*Texto dado*:
★ ★ ★ ★

Preferia morrer a dormir, sinal de que alguma coisa já não estaria lá muito bem e, portanto, tudo poderia estar mais ou menos preparado...
Essa conversa, não.
Estive a ler a reportagem dos posts anteriores e cheguei a este:
Primeiro, mal li o título pensei no fabuloso livro que li: "Morrer É Só não Ser Visto" de Inês de Barros Baptista - testemunhos de quem perdeu alguém e como soube dar a volta
e vens tu dando largas à tua fabulosa imaginação com interrogativas dando voz/escolha ao "morto" e sinceramente deste-me a volta a cabeça mas soltei uma sonora gargalha com a "morte súbita" e com a última frase:)
Eu não gostei, adorei...mais um texto para a minha colecção e se eu pudesse escolher, teria uma que não referes, é a transcrita na frase tipicamente portuguesa: acordar morto hehehehehe!
Adoraria poder escolher a boa morte em hora por min determinada.
FATYLY
Somos uns corajosos !!!
CLAIRE
E tens a certeza que eras capaz de escolher a hora ?
outra vez, na linha do desaparecer. Mas porque tão belo SER pensa tanto na hora de mudar de órbita?
Quedemo-nos por estas andanças e sintamos a dança do belo prazer de viver!
Beijinhos
HÁ QUE ENCARAR A REALIDADE, Luísa !
Não é nenhum drama...
Luísa: este Expresso passa por muitos lados. Agora em Chaves, amanhã em Berlim. Gostava muito de manter o blog depois de morrer. Afinal isto está tudo nas "clouds".

★ ★ ★ ★

*Excertos do conjunto de dados*:
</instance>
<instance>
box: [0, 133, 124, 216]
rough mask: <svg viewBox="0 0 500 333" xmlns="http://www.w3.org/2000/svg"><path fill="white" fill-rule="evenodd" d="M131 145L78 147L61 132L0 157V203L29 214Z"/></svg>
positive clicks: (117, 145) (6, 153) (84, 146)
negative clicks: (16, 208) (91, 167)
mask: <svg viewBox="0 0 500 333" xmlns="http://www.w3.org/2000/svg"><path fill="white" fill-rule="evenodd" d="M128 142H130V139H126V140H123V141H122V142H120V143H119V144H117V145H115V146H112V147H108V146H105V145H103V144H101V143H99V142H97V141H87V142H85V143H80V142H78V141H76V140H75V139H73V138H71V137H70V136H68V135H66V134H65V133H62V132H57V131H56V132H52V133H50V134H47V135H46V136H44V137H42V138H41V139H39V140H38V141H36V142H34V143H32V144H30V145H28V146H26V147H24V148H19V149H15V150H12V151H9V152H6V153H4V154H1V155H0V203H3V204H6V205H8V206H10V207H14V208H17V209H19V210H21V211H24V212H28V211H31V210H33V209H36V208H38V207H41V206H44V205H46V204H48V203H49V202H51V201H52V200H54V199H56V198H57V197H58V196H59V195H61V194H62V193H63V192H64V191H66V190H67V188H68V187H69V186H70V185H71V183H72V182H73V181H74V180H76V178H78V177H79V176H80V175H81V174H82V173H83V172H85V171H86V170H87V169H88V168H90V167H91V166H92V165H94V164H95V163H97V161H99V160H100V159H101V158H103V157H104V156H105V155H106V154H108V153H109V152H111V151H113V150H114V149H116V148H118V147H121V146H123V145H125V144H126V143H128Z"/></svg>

★ ★ ★ ★

*Perguntas a responder*:
1. Que nomes de pessoas aparecem no texto sobre a morte? Indique-os todos.
2. Transcreva, do texto sobre a morte, a parte que começa nas palavras que contêm "Eu não gostei, adorei...mais" e termina em "escolher a hora ?".
3. Responda a estas perguntas sobre o texto sobre a morte:
(a) Qual é o título do livro mencionado?
(b) Que frase tipicamente portuguesa é referida?
(c) Por onde passa o Expresso agora e por onde passará amanhã?

*Respostas por tarefa*:
1. Inês de Barros Baptista, FATYLY, CLAIRE, Luísa

2.
Eu não gostei, adorei...mais um texto para a minha colecção e se eu pudesse escolher, teria uma que não referes, é a transcrita na frase tipicamente portuguesa: acordar morto hehehehehe!
Adoraria poder escolher a boa morte em hora por min determinada.
FATYLY
Somos uns corajosos !!!
CLAIRE
E tens a certeza que eras capaz de escolher a hora ?

3.
(a) "Morrer É Só não Ser Visto"
(b) "acordar morto"
(c) Agora em Chaves, amanhã em Berlim.